[Start of SELECTED EXTRACT]

On the other hand, in Reissner's theory, $w^0$ is the weighted average transverse deflection
while $\varphi_1$ and $\varphi_2$ are equivalent rotations which are not identical to
those in Mindlin's theory.

==Relationship to Kirchhoff–Love theory==
If we define the moment sum for Kirchhoff–Love theory as
$\mathcal{M}^K := -D\nabla^2 w^K$
we can show that
$\mathcal{M} = \mathcal{M}^K + \frac{\mathcal{B}}{1+\nu}\,q + D \nabla^2 \Phi$
where $\Phi$ is a biharmonic function such that $\nabla^2 \nabla^2 \Phi = 0$. We can also
show that, if $w^K$ is the displacement predicted for a Kirchhoff–Love plate,
$$w^0 = w^K + \frac{\mathcal{M}^K}{\kappa G h}\left(1 - \frac{\mathcal{B} c^2}{2}\right)
        - \Phi + \Psi$$
where $\Psi$ is a function that satisfies the Laplace equation, $\nabla^2 \Psi = 0$. The
rotations of the normal are related to the displacements of a Kirchhoff–Love plate by
$$\begin{align}
    \varphi_1 = - \frac{\partial w^K}{\partial x_1}
     - \frac{1}{\kappa G h}\left(1 - \frac{1}{\mathcal{A}} - \frac{\mathcal{B} c^2}{2}\right)Q_1^K
     + \frac{\partial }{\partial x_1}\left(\frac{D}{\kappa G h \mathcal{A}}\nabla^2 \Phi + \Phi - \Psi\right)

[End of SELECTED EXTRACT]
[Start of PROVIDED RECORDS]

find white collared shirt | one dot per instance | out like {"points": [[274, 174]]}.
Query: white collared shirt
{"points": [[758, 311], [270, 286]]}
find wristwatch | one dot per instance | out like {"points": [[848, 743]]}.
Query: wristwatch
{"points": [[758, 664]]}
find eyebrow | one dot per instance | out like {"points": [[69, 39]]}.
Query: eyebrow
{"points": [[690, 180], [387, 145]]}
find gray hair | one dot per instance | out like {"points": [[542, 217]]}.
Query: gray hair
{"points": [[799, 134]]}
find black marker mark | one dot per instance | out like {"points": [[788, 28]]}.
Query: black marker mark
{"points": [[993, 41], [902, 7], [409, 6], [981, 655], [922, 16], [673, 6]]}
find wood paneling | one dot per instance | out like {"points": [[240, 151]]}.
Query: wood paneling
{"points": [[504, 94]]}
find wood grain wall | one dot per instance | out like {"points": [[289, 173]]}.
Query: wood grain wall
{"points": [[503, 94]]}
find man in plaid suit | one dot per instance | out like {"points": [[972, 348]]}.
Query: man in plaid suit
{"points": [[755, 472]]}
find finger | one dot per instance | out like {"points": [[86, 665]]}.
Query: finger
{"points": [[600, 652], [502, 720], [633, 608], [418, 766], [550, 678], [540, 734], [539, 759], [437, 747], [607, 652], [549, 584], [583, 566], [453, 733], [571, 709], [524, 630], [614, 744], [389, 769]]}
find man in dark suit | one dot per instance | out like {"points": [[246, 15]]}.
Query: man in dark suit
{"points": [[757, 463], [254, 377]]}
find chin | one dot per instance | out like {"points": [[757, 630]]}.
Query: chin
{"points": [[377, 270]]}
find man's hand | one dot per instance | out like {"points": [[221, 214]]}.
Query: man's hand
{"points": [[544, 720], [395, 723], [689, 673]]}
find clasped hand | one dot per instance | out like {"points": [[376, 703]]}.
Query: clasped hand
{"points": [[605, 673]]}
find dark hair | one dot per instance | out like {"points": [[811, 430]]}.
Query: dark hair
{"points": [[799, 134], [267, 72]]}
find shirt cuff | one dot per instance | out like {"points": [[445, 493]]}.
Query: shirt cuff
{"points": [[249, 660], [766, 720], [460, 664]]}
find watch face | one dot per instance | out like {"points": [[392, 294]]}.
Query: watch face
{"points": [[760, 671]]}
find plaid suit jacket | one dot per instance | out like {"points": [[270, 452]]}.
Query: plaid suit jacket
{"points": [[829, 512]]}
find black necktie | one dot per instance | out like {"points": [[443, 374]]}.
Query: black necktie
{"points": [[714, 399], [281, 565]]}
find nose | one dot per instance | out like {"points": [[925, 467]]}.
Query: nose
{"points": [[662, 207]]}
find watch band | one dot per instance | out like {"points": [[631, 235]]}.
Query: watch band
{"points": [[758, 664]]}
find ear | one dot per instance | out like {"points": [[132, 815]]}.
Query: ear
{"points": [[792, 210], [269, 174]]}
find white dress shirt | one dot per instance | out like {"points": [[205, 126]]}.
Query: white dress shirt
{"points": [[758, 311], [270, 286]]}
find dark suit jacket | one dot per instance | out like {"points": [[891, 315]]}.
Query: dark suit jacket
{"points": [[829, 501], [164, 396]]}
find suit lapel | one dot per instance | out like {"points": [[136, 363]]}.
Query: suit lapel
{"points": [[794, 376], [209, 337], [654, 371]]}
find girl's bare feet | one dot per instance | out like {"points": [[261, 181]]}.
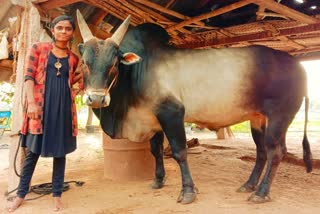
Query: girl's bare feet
{"points": [[15, 204], [58, 205]]}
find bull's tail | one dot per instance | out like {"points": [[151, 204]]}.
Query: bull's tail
{"points": [[307, 156]]}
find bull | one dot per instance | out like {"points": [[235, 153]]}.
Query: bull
{"points": [[141, 88]]}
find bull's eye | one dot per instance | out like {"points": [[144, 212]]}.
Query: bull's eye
{"points": [[85, 68]]}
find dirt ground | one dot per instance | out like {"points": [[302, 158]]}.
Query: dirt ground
{"points": [[218, 168]]}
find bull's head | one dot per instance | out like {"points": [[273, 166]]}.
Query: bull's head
{"points": [[100, 59]]}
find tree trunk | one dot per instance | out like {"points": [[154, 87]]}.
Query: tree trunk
{"points": [[30, 29]]}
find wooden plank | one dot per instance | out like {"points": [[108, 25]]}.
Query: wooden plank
{"points": [[6, 63], [167, 11], [51, 4], [286, 11], [98, 16], [312, 28], [210, 14], [117, 12]]}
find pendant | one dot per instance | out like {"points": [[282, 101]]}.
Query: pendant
{"points": [[58, 65]]}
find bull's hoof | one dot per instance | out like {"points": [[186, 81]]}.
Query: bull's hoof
{"points": [[157, 184], [246, 188], [259, 199], [187, 197]]}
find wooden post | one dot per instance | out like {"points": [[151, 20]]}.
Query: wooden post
{"points": [[224, 133], [30, 30]]}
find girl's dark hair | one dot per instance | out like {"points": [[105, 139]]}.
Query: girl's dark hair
{"points": [[63, 18]]}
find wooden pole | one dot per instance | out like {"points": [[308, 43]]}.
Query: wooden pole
{"points": [[286, 11], [30, 32], [210, 14], [167, 11]]}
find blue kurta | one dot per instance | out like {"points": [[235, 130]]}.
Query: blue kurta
{"points": [[57, 139]]}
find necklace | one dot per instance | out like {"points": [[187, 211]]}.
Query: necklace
{"points": [[58, 65], [61, 48]]}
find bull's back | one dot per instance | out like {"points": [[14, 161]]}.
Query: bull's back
{"points": [[219, 87]]}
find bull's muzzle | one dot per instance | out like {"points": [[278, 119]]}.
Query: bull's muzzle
{"points": [[96, 99]]}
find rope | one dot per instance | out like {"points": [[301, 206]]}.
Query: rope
{"points": [[44, 189]]}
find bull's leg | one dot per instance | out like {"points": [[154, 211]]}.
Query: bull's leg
{"points": [[258, 126], [156, 144], [171, 117], [276, 149]]}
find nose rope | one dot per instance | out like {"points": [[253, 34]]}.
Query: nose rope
{"points": [[113, 81]]}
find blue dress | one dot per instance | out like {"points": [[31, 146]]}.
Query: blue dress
{"points": [[57, 139]]}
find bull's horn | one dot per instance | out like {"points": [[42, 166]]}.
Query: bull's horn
{"points": [[121, 31], [83, 27]]}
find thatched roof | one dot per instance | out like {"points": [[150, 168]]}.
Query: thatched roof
{"points": [[287, 25]]}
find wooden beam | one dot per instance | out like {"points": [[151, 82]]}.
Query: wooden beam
{"points": [[6, 63], [259, 13], [51, 4], [210, 14], [169, 3], [286, 11], [312, 28], [291, 43], [117, 12], [98, 16], [167, 11]]}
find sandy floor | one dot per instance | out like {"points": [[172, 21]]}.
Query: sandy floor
{"points": [[219, 168]]}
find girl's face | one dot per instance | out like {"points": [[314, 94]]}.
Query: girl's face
{"points": [[63, 31]]}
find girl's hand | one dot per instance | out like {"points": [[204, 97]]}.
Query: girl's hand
{"points": [[32, 110]]}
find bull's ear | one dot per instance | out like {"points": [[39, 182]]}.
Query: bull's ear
{"points": [[130, 58], [80, 48]]}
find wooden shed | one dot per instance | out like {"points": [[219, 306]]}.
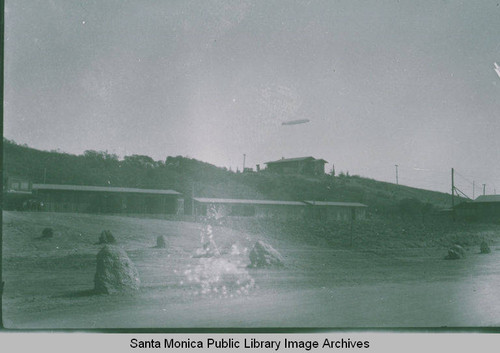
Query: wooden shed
{"points": [[103, 199]]}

[End of PROVIDED RECORDS]

## WHAT YOU NEED TO DO
Resume the plate theory excerpt at the point where it stops.

## IN RESPONSE
     + \frac{1}{c^2}\frac{\partial \Omega}{\partial x_2} \\
    \varphi_2 = - \frac{\partial w^K}{\partial x_2}
     - \frac{1}{\kappa G h}\left(1 - \frac{1}{\mathcal{A}} - \frac{\mathcal{B} c^2}{2}\right)Q_2^K
     + \frac{\partial }{\partial x_2}\left(\frac{D}{\kappa G h \mathcal{A}}\nabla^2 \Phi + \Phi - \Psi\right)
     + \frac{1}{c^2}\frac{\partial \Omega}{\partial x_1}
  \end{align}$$
where
$$Q_1^K = -D\frac{\partial }{\partial x_1}\left(\nabla^2 w^K\right) ~,~~
   Q_2^K = -D\frac{\partial }{\partial x_2}\left(\nabla^2 w^K\right) ~,~~
   \Omega := \frac{\partial \varphi_1}{\partial x_2} - \frac{\partial \varphi_2}{\partial x_1} \,.$$

== See also ==
- Bending
- Bending of plates
- Infinitesimal strain theory
- Linear elasticity
- Plate theory
- Stress (mechanics)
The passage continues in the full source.